____ Text section

Is there any form of ESI production worse than .tiffs and load files? If you’ve experienced the ease of e-discovery with tools purpose-built for native review, you know what I’m talking about. Once you "go native," you’ll never go back!
By native, I mean data in the original electronic formats the producing party uses for, e.g., email, word processing, spreadsheets and presentations.
A native file is inherently electronically searchable and functional until it’s converted to .tiff images, when it loses both searchability and functionality. It’s like photographing a steak. You can see it, but you can’t smell, taste or touch it, you can’t hear the sizzle, and you surely can’t eat it.
Because converting to .tiff takes so much away, parties producing .tiff images attempt to restore a measure of electronic searchability by extracting text from the electronic document and supplying it in a load file accompanying the .tiff images. A recipient must then run searches against the extracted text file and seek to correlate the hits in the text to the corresponding page image. It’s clunky, costly and incomplete.
The irony of .tiff and load file productions is that what was once a cutting-edge technology has become an albatross around the neck of electronic data discovery. To understand how we got to this unenviable place requires a brief history lesson.
Before the turn of the century, when most items sought in discovery were paper documents, .tiff and load file productions made lawyers’ lives easier by grafting rudimentary electronic searchability onto unsearchable paper documents. Documents were scanned to .tiff images and coded by reviewers, and their text was extracted via optical character recognition (OCR) software. It was expensive and crude, but speedier than poring over thousands or millions of pieces of paper.
The coding and text had to be stored in separate files because .tiff images are just pictures of pages, incapable of carrying added content. So, in "single page .tiff" productions, each page of a document became its own image file, another file held aggregate extracted OCR text, and yet another held the coded data about the data, i.e., its metadata.

________
____ Material provided

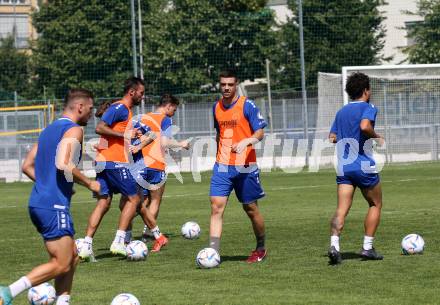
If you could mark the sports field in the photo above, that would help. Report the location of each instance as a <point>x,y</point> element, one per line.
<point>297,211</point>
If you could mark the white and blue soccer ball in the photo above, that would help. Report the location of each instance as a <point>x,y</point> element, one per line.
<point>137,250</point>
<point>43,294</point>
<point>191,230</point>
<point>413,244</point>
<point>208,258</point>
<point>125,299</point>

________
____ Material provided

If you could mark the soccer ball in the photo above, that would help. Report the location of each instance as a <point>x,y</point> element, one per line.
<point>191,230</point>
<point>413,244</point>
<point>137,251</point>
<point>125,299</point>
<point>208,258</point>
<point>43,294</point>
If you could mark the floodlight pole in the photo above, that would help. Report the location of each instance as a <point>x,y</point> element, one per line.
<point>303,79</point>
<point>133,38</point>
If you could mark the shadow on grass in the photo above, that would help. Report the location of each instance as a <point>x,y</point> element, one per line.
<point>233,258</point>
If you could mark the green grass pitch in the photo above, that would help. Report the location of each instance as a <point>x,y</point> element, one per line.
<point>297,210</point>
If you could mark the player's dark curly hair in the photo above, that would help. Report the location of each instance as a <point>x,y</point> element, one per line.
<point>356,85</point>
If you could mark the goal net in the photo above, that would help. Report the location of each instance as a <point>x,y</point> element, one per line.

________
____ Material provided

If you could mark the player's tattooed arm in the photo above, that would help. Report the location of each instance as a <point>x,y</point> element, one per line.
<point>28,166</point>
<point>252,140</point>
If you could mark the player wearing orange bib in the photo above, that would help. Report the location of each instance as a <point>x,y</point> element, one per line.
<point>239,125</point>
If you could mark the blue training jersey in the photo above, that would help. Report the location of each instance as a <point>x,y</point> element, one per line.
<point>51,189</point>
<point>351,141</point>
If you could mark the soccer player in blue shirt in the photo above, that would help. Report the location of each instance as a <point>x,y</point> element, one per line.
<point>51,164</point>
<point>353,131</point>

________

● Set tasks:
a) Answer each question from the e-discovery text:
(i) What does the text compare converting a native file to .tiff to?
(ii) Before the turn of the century, what were most items sought in discovery?
(iii) What software was used to extract the text of scanned documents?
b) Rewrite everything in the e-discovery text from "A native file" down to "costly and incomplete.", replacing "steak" with "roast".
c) Condense the paragraph of the e-discovery text that begins "Before the turn of the century" into a short bulleted list that keeps its main facts.

● Correct answers:
a)
(i) Photographing a steak.
(ii) Paper documents.
(iii) Optical character recognition (OCR) software.

b)
A native file is inherently electronically searchable and functional until it’s converted to .tiff images, when it loses both searchability and functionality. It’s like photographing a roast. You can see it, but you can’t smell, taste or touch it, you can’t hear the sizzle, and you surely can’t eat it.
Because converting to .tiff takes so much away, parties producing .tiff images attempt to restore a measure of electronic searchability by extracting text from the electronic document and supplying it in a load file accompanying the .tiff images. A recipient must then run searches against the extracted text file and seek to correlate the hits in the text to the corresponding page image. It’s clunky, costly and incomplete.

c)
- Before the turn of the century, most items sought in discovery were paper documents.
- .tiff and load file productions made lawyers' lives easier by adding rudimentary electronic searchability to unsearchable paper.
- Documents were scanned to .tiff images and coded by reviewers.
- Their text was extracted with optical character recognition (OCR) software.
- The process was expensive and crude but faster than poring over thousands or millions of pieces of paper.